=== Required task ===
Gather every line in the records below that contains the word "target".

================

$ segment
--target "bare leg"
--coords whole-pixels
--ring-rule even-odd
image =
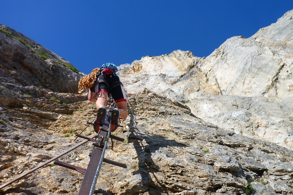
[[[126,102],[120,102],[116,103],[116,105],[120,111],[120,117],[122,119],[126,119],[128,115],[127,103]]]
[[[100,91],[96,95],[97,100],[96,106],[97,109],[99,109],[102,106],[106,106],[107,105],[107,93],[104,91]]]

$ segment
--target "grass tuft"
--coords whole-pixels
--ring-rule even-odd
[[[11,37],[12,37],[13,38],[14,38],[15,39],[17,39],[20,41],[21,43],[22,43],[24,45],[25,45],[26,46],[28,47],[28,48],[30,48],[30,44],[29,44],[27,43],[25,41],[23,41],[23,40],[20,37],[18,37],[18,36],[13,36]]]
[[[12,37],[12,36],[11,35],[11,33],[10,32],[10,31],[8,31],[8,30],[6,30],[5,29],[2,29],[1,28],[0,28],[0,32],[4,32],[6,34],[6,35],[7,36],[9,36]]]
[[[203,152],[204,152],[205,153],[207,153],[209,152],[209,150],[208,149],[207,149],[205,150],[204,150],[203,151]]]
[[[43,60],[47,60],[49,59],[49,58],[48,57],[48,54],[44,54],[42,50],[40,50],[40,51],[37,53],[38,53],[41,56],[41,57],[43,58]]]
[[[128,137],[127,137],[127,138],[126,138],[126,140],[124,140],[124,141],[123,142],[123,143],[127,143],[127,142],[128,142]]]
[[[252,187],[251,184],[248,184],[247,186],[245,189],[245,194],[246,195],[251,195],[251,193],[253,191],[253,188]]]
[[[65,63],[64,63],[63,62],[60,62],[60,61],[57,60],[53,60],[55,61],[55,62],[56,63],[59,64],[60,65],[62,65],[65,67],[66,67],[67,68],[69,68],[74,72],[75,72],[77,73],[78,73],[79,72],[79,71],[77,68],[74,67],[71,64],[65,64]]]
[[[0,28],[0,32],[4,32],[6,34],[6,35],[7,36],[9,36],[11,37],[12,37],[13,39],[17,39],[21,42],[22,43],[25,45],[28,48],[30,48],[30,46],[28,43],[26,42],[25,41],[23,41],[23,39],[18,36],[13,36],[11,34],[11,32],[10,31],[8,31],[8,30],[5,30],[5,29],[2,29],[1,28]]]
[[[148,153],[149,153],[151,152],[151,150],[149,148],[146,148],[144,149],[144,151]]]
[[[134,164],[130,166],[130,168],[132,168],[133,169],[134,169],[137,168],[138,166],[138,165],[137,164],[137,163],[135,163]]]
[[[50,98],[50,100],[53,101],[55,102],[57,102],[57,103],[60,103],[60,100],[58,100],[58,99],[56,98],[54,96],[52,96],[51,98]]]

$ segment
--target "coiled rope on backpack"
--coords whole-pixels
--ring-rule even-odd
[[[92,87],[95,83],[95,80],[97,79],[97,74],[99,70],[98,68],[95,68],[91,73],[81,79],[78,83],[78,88],[88,89]]]

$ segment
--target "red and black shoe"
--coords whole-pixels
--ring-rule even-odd
[[[104,106],[102,106],[98,109],[97,116],[93,121],[93,123],[97,125],[93,126],[93,129],[97,133],[100,130],[100,127],[102,126],[105,122],[106,116],[107,115],[107,109]]]
[[[118,125],[118,120],[119,120],[119,116],[120,116],[120,111],[119,109],[116,108],[112,110],[112,117],[111,119],[111,124],[114,124],[115,125]],[[111,131],[114,131],[116,130],[116,129],[118,127],[116,125],[111,125]]]

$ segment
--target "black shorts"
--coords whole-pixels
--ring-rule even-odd
[[[113,74],[111,76],[111,75],[100,74],[97,78],[98,79],[100,80],[103,80],[107,81],[109,86],[104,82],[97,82],[95,90],[95,96],[97,93],[102,91],[107,93],[107,95],[110,93],[115,103],[127,101],[126,94],[122,85],[114,87],[110,90],[110,87],[113,83],[117,81],[121,82],[119,77],[116,74]]]

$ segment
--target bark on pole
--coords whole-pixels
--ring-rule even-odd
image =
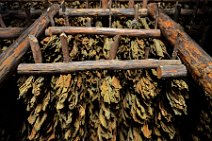
[[[1,0],[2,2],[29,2],[29,0]],[[43,2],[44,0],[31,0],[32,2]],[[58,0],[50,0],[51,2],[58,2]],[[76,0],[65,0],[66,2],[73,2]],[[87,0],[80,0],[80,1],[87,1]],[[100,0],[89,0],[89,1],[96,1],[99,2]],[[121,2],[128,2],[129,0],[117,0]],[[143,0],[134,0],[136,2],[142,2]],[[178,0],[180,3],[195,3],[195,0]],[[148,0],[148,2],[172,2],[175,3],[176,0]],[[212,0],[208,0],[208,2],[212,2]]]
[[[98,61],[75,61],[70,63],[35,63],[20,64],[19,74],[55,74],[71,73],[74,71],[87,70],[128,70],[128,69],[151,69],[164,65],[180,65],[180,60],[98,60]]]
[[[98,35],[123,35],[139,37],[160,37],[159,29],[117,29],[117,28],[97,28],[97,27],[72,27],[60,26],[46,29],[46,36],[54,34],[98,34]]]
[[[156,4],[149,4],[148,12],[155,18]],[[176,44],[178,33],[181,35],[178,55],[193,79],[205,91],[206,95],[212,97],[212,58],[162,10],[159,10],[157,18],[162,34],[173,46]]]
[[[157,77],[161,78],[178,78],[187,76],[185,65],[164,65],[157,68]]]
[[[21,35],[24,28],[21,27],[6,27],[0,28],[0,39],[1,38],[16,38]]]
[[[109,16],[109,14],[113,16],[134,16],[135,10],[134,8],[111,8],[111,9],[100,9],[100,8],[92,8],[92,9],[73,9],[67,8],[65,12],[62,9],[59,11],[59,15],[66,14],[67,16]],[[147,9],[141,8],[138,10],[138,15],[140,17],[146,17]]]
[[[0,86],[11,74],[14,73],[21,58],[29,49],[28,35],[39,36],[50,22],[49,16],[54,16],[59,11],[59,5],[54,4],[40,16],[10,47],[0,55]]]
[[[35,63],[42,63],[42,54],[38,39],[34,35],[29,35],[28,39]]]

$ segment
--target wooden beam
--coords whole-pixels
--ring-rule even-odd
[[[117,28],[98,28],[98,27],[72,27],[59,26],[46,29],[46,36],[54,34],[98,34],[98,35],[123,35],[140,37],[160,37],[159,29],[117,29]]]
[[[0,28],[0,39],[1,38],[16,38],[21,35],[24,28],[21,27],[6,27]]]
[[[31,18],[38,17],[42,14],[42,10],[35,9],[30,10]],[[11,16],[18,17],[18,18],[26,18],[27,13],[24,10],[7,10],[2,13],[2,17],[4,18],[11,18]]]
[[[157,77],[161,78],[178,78],[187,76],[185,65],[164,65],[157,68]]]
[[[68,15],[68,16],[134,16],[134,8],[111,8],[110,9],[71,9],[67,8],[65,12],[60,9],[59,15]],[[139,9],[138,15],[140,17],[146,17],[148,15],[147,9]]]
[[[120,35],[116,35],[114,37],[114,41],[111,44],[111,48],[110,48],[110,51],[108,53],[109,54],[109,57],[108,57],[109,60],[112,60],[112,59],[116,58],[116,54],[117,54],[117,51],[118,51],[120,38],[121,38]]]
[[[71,73],[74,71],[88,70],[128,70],[128,69],[151,69],[161,65],[179,65],[180,60],[98,60],[76,61],[70,63],[36,63],[20,64],[17,68],[19,74],[54,74]]]
[[[1,0],[2,2],[44,2],[44,0]],[[58,0],[49,0],[50,2],[58,2]],[[65,0],[66,2],[73,2],[77,0]],[[80,0],[83,2],[86,2],[86,0]],[[89,0],[91,2],[99,2],[99,0]],[[129,0],[117,0],[120,2],[128,2]],[[136,2],[142,2],[143,0],[134,0]],[[195,3],[195,0],[178,0],[180,3]],[[208,2],[211,2],[212,0],[208,0]],[[148,0],[148,2],[173,2],[175,3],[176,0]]]
[[[29,35],[28,39],[35,63],[42,63],[42,54],[38,39],[34,35]]]
[[[149,4],[148,11],[155,18],[156,4]],[[159,10],[157,18],[162,34],[173,46],[179,38],[178,55],[180,59],[197,84],[208,96],[212,97],[212,58],[162,10]]]
[[[71,57],[68,49],[68,37],[66,36],[65,33],[60,34],[60,42],[63,52],[63,62],[70,62]]]
[[[49,24],[49,16],[58,13],[59,5],[54,4],[40,16],[20,37],[14,41],[8,49],[0,55],[0,86],[9,76],[11,76],[20,63],[22,57],[29,49],[28,35],[39,36]]]

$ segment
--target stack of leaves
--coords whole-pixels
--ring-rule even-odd
[[[71,24],[86,24],[86,18],[75,20]],[[132,28],[132,20],[118,18],[112,26]],[[101,19],[93,21],[102,26]],[[144,27],[140,20],[136,25]],[[106,59],[113,41],[102,35],[69,35],[71,60]],[[158,56],[152,39],[121,37],[116,59],[143,59],[145,47],[151,48],[151,58],[168,57],[160,42],[164,56]],[[41,47],[44,62],[62,62],[58,36],[45,37]],[[18,84],[27,112],[23,140],[171,140],[178,137],[175,117],[187,114],[186,82],[158,80],[154,69],[20,76]]]

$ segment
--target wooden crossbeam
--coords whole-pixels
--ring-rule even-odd
[[[1,38],[16,38],[21,35],[24,28],[21,27],[6,27],[0,28],[0,39]]]
[[[75,61],[70,63],[36,63],[20,64],[17,68],[19,74],[54,74],[71,73],[88,70],[128,70],[151,69],[163,65],[179,65],[180,60],[98,60]]]
[[[98,28],[98,27],[49,27],[45,30],[47,36],[54,34],[98,34],[98,35],[123,35],[140,37],[160,37],[159,29],[117,29],[117,28]]]
[[[59,15],[68,15],[68,16],[134,16],[134,8],[111,8],[102,9],[102,8],[92,8],[92,9],[71,9],[66,8],[66,11],[63,12],[62,9],[59,11]],[[148,15],[147,9],[142,8],[138,10],[138,15],[140,17],[146,17]]]

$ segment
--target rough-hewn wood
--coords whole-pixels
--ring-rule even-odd
[[[185,65],[164,65],[157,68],[158,79],[185,76],[187,76],[187,69]]]
[[[0,38],[16,38],[21,35],[24,28],[21,27],[7,27],[0,28]]]
[[[58,13],[59,5],[52,5],[47,12],[42,14],[20,37],[0,55],[0,86],[7,79],[21,61],[21,58],[29,49],[28,35],[39,36],[50,22],[49,15]]]
[[[155,18],[156,4],[148,5],[149,14]],[[174,46],[180,34],[178,55],[193,79],[212,96],[212,58],[195,42],[183,28],[159,10],[158,25],[164,37]]]
[[[148,2],[148,0],[143,0],[143,5],[142,5],[143,8],[147,7],[147,2]]]
[[[42,63],[42,54],[38,39],[34,35],[29,35],[28,39],[35,63]]]
[[[60,34],[60,42],[63,52],[63,62],[70,62],[71,58],[68,50],[68,37],[65,33]]]
[[[134,8],[111,8],[110,9],[71,9],[66,8],[66,11],[63,12],[62,9],[59,12],[59,15],[66,14],[68,16],[134,16]],[[140,17],[147,16],[147,9],[139,9],[138,15]]]
[[[42,11],[40,9],[30,10],[31,18],[38,17],[41,14],[42,14]],[[2,17],[4,18],[10,18],[11,16],[18,17],[18,18],[26,18],[27,13],[24,10],[8,10],[2,14]]]
[[[98,28],[98,27],[49,27],[46,29],[47,36],[54,34],[98,34],[98,35],[123,35],[140,37],[160,37],[159,29],[117,29],[117,28]]]
[[[111,49],[109,51],[109,57],[108,57],[109,60],[116,58],[120,37],[121,37],[120,35],[116,35],[114,42],[111,44]]]
[[[19,74],[52,74],[71,73],[74,71],[86,70],[127,70],[157,68],[163,65],[179,65],[179,60],[99,60],[79,61],[70,63],[41,63],[41,64],[20,64],[17,68]]]
[[[6,27],[6,25],[4,23],[4,20],[2,19],[2,15],[1,14],[0,14],[0,27],[3,27],[3,28]]]
[[[32,2],[44,2],[45,0],[1,0],[2,2],[29,2],[29,1],[32,1]],[[50,2],[58,2],[58,0],[49,0]],[[66,2],[71,2],[71,1],[76,1],[76,0],[65,0]],[[83,1],[85,2],[86,0],[80,0],[80,1]],[[100,0],[89,0],[89,1],[97,1],[99,2]],[[120,1],[120,2],[128,2],[129,0],[116,0],[116,1]],[[143,0],[134,0],[136,2],[142,2]],[[195,3],[196,1],[195,0],[178,0],[180,3]],[[175,3],[176,0],[148,0],[148,2],[173,2]],[[212,2],[212,0],[208,0],[208,2]]]
[[[102,2],[102,8],[103,9],[108,8],[108,0],[101,0],[101,2]]]

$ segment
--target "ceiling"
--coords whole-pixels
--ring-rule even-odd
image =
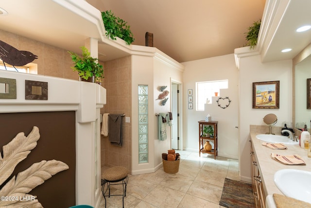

================

=== Exercise response ===
--target "bare leg"
--target "grass tuft"
--target "coiled rope on backpack"
--target "red and black shoe"
--target "black shorts"
--target bark on pole
--target wooden beam
--target stack of leaves
--target wooden crossbeam
--target rough-hewn wood
--target "ceiling"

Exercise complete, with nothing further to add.